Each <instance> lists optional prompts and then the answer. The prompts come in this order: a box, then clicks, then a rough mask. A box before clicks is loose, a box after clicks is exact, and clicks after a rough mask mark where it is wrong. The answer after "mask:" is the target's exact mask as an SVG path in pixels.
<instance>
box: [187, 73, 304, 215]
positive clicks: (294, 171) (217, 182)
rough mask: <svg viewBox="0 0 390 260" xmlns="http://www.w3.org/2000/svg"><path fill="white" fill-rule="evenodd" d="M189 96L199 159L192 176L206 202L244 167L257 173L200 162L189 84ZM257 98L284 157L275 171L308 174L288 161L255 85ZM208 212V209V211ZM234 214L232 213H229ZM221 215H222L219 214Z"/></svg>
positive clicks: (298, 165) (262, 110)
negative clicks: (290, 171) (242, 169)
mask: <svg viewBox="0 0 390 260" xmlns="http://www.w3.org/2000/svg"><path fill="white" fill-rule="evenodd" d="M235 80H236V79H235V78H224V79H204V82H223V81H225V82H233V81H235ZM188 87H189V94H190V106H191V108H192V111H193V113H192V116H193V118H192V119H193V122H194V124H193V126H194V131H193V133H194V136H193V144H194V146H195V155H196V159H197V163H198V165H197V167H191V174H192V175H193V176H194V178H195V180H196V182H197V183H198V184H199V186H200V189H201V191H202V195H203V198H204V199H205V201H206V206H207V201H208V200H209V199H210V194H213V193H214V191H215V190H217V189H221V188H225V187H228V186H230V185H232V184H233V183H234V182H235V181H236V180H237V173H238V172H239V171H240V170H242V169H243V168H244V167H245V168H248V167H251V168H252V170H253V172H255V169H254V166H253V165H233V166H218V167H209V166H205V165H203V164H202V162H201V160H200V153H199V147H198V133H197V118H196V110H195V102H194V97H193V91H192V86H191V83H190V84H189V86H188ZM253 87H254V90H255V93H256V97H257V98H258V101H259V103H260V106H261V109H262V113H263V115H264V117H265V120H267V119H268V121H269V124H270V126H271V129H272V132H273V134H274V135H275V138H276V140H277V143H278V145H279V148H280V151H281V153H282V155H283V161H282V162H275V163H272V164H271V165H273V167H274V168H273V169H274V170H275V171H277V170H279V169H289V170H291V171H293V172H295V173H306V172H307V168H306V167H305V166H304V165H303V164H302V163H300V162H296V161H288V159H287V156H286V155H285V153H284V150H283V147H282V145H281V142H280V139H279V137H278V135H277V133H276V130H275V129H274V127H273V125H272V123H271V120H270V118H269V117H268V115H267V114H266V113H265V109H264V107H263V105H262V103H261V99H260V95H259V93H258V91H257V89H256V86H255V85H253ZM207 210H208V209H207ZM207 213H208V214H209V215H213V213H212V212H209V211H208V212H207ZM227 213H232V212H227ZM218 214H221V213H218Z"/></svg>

____

Assignment: Looking at the data above, count each line that holds the word "positive" and report the count alone.

Response for this exercise: 2